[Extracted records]
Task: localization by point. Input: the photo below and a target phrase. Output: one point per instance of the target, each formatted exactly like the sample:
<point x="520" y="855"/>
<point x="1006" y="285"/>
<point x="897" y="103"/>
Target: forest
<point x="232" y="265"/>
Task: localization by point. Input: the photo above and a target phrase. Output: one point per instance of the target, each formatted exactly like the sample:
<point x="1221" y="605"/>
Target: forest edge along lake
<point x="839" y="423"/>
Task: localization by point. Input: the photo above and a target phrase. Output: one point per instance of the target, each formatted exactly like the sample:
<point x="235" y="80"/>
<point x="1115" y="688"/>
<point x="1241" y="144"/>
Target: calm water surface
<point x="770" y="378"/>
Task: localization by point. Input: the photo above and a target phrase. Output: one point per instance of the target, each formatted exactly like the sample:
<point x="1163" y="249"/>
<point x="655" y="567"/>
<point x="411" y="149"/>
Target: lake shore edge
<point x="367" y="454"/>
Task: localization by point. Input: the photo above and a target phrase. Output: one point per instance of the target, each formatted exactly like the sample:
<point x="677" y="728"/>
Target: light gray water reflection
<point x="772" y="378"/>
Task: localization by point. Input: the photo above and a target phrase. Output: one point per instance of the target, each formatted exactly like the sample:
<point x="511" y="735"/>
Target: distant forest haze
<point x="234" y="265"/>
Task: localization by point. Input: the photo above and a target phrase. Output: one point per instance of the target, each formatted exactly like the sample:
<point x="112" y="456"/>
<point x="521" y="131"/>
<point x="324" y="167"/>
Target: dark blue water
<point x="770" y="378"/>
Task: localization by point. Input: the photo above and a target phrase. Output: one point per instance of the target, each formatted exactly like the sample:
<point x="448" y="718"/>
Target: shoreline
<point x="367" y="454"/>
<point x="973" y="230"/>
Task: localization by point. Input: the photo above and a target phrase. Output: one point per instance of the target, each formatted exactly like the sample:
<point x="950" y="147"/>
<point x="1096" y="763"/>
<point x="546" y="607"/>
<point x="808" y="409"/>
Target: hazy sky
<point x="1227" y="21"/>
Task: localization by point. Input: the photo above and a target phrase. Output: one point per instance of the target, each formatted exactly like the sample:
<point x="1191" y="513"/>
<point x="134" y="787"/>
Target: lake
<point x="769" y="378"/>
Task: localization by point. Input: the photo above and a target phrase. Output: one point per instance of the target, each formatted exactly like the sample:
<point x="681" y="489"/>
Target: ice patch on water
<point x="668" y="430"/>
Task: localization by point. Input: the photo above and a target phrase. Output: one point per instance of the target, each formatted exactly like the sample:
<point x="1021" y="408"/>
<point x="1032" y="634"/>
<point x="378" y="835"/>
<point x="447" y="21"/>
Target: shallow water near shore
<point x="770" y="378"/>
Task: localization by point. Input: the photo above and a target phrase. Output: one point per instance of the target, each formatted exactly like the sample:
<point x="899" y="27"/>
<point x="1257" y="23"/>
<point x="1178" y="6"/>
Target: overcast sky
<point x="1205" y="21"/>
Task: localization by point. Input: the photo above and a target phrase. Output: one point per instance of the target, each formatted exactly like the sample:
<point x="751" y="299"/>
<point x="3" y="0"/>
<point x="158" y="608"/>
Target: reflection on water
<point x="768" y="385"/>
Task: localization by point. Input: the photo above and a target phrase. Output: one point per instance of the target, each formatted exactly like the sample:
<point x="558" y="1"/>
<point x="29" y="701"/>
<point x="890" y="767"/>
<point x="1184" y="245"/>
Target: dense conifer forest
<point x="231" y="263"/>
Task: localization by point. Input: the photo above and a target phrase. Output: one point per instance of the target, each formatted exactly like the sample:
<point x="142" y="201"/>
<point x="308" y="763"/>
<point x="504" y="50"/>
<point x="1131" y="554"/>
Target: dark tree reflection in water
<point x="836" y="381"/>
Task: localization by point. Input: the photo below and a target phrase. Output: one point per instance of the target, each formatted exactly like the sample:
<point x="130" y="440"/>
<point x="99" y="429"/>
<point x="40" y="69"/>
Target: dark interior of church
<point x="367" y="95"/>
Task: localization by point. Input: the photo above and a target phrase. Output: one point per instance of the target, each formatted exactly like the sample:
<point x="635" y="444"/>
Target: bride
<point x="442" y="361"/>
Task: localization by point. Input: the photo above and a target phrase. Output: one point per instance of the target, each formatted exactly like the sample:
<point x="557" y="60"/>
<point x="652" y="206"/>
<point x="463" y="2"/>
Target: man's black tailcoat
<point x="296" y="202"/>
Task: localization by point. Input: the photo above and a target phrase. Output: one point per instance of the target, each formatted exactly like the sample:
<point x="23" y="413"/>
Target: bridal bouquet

TASK INSTRUCTIONS: Copy out each line above, character for character.

EXPECTED ANSWER:
Task: localization by point. Input: the photo below and a target phrase. Output: one point per instance of the target, each formatted exactly like the sample:
<point x="520" y="855"/>
<point x="1006" y="285"/>
<point x="897" y="103"/>
Target: forest
<point x="232" y="265"/>
Task: localization by point. Input: the photo above and a target phrase. Output: one point per instance of the target, each formatted exactly like the sample:
<point x="1221" y="605"/>
Target: forest edge along lake
<point x="839" y="423"/>
Task: localization by point. Input: the photo above and a target phrase. Output: one point per instance of the target, each formatted exactly like the sample:
<point x="235" y="80"/>
<point x="1115" y="688"/>
<point x="1241" y="144"/>
Target: calm water surface
<point x="770" y="378"/>
Task: localization by point. Input: the photo above and a target phrase. Output: one point per instance of the target, each formatted exactly like the sample:
<point x="1163" y="249"/>
<point x="655" y="567"/>
<point x="411" y="149"/>
Target: lake shore edge
<point x="367" y="454"/>
Task: localization by point. Input: the photo above and a target phrase. Output: one point per instance of the target, each formatted exactly like the sample:
<point x="677" y="728"/>
Target: light gray water reflection
<point x="772" y="378"/>
Task: localization by point. Input: the photo above and a target phrase. Output: one point per instance of the target, each formatted exactly like the sample:
<point x="511" y="735"/>
Target: distant forest haze
<point x="234" y="265"/>
Task: localization by point. Input: the photo above and a target phrase. Output: one point per instance of the target, each formatted exactly like the sample:
<point x="112" y="456"/>
<point x="521" y="131"/>
<point x="324" y="167"/>
Target: dark blue water
<point x="770" y="378"/>
Task: localization by point. Input: the photo above and a target phrase. Output: one point per instance of the target, each formatted exactly like the sample:
<point x="448" y="718"/>
Target: shoreline
<point x="367" y="454"/>
<point x="973" y="230"/>
Task: localization by point. Input: the photo above and a target phrase. Output: one point per instance of the target, each formatted exactly like the sample:
<point x="950" y="147"/>
<point x="1096" y="763"/>
<point x="546" y="607"/>
<point x="808" y="409"/>
Target: hazy sky
<point x="1227" y="21"/>
Task: localization by point. Input: the photo above and a target phrase. Output: one point per instance of the target, each formatted exactly like the sample:
<point x="1191" y="513"/>
<point x="134" y="787"/>
Target: lake
<point x="769" y="378"/>
Task: localization by point. Input: the photo above and a target phrase. Output: one point per instance of the target, each formatted exactly like the sample:
<point x="681" y="489"/>
Target: ice patch on water
<point x="668" y="430"/>
Task: localization by point. Input: the photo above and a target phrase. Output: one point per instance of the target, each formatted exactly like the sample:
<point x="1021" y="408"/>
<point x="1032" y="634"/>
<point x="378" y="835"/>
<point x="447" y="21"/>
Target: shallow water near shore
<point x="770" y="378"/>
Task: localization by point. Input: the photo above and a target phrase. Output: one point per instance of the target, each formatted exactly like the sample:
<point x="899" y="27"/>
<point x="1257" y="23"/>
<point x="1178" y="6"/>
Target: overcast sky
<point x="1205" y="21"/>
Task: localization by point. Input: the photo above and a target phrase. Output: one point per instance of the target, each formatted exactly like the sample:
<point x="751" y="299"/>
<point x="3" y="0"/>
<point x="158" y="608"/>
Target: reflection on water
<point x="768" y="385"/>
Task: localization by point. Input: the photo above and a target phrase. Output: one point per instance of the target, each formatted exactly like the sample:
<point x="558" y="1"/>
<point x="29" y="701"/>
<point x="890" y="767"/>
<point x="1184" y="245"/>
Target: dense conifer forest
<point x="231" y="263"/>
Task: localization by point. Input: the photo above and a target phrase. Output: one point per instance of the target, each formatted exactly like the sample:
<point x="142" y="201"/>
<point x="308" y="763"/>
<point x="504" y="50"/>
<point x="1131" y="554"/>
Target: dark tree reflection in water
<point x="836" y="381"/>
Task: localization by point. Input: the photo below and a target phrase. Output: one point per instance of the target, each formatted exactly like the sample:
<point x="130" y="440"/>
<point x="99" y="429"/>
<point x="40" y="69"/>
Target: dark interior of church
<point x="367" y="95"/>
Task: localization by point. Input: the photo above and a target phrase. Output: one point per instance of the target, each formatted exactly like the sample:
<point x="635" y="444"/>
Target: bride
<point x="442" y="361"/>
Task: localization by point. Input: the photo above and a target phrase. Output: one point per instance of the target, each formatted exactly like the sample:
<point x="557" y="60"/>
<point x="652" y="206"/>
<point x="463" y="2"/>
Target: man's black tailcoat
<point x="296" y="202"/>
Task: localization by point. Input: the photo above and a target phrase. Output: one point per instance of the target, each formatted exactly like the sample:
<point x="23" y="413"/>
Target: bridal bouquet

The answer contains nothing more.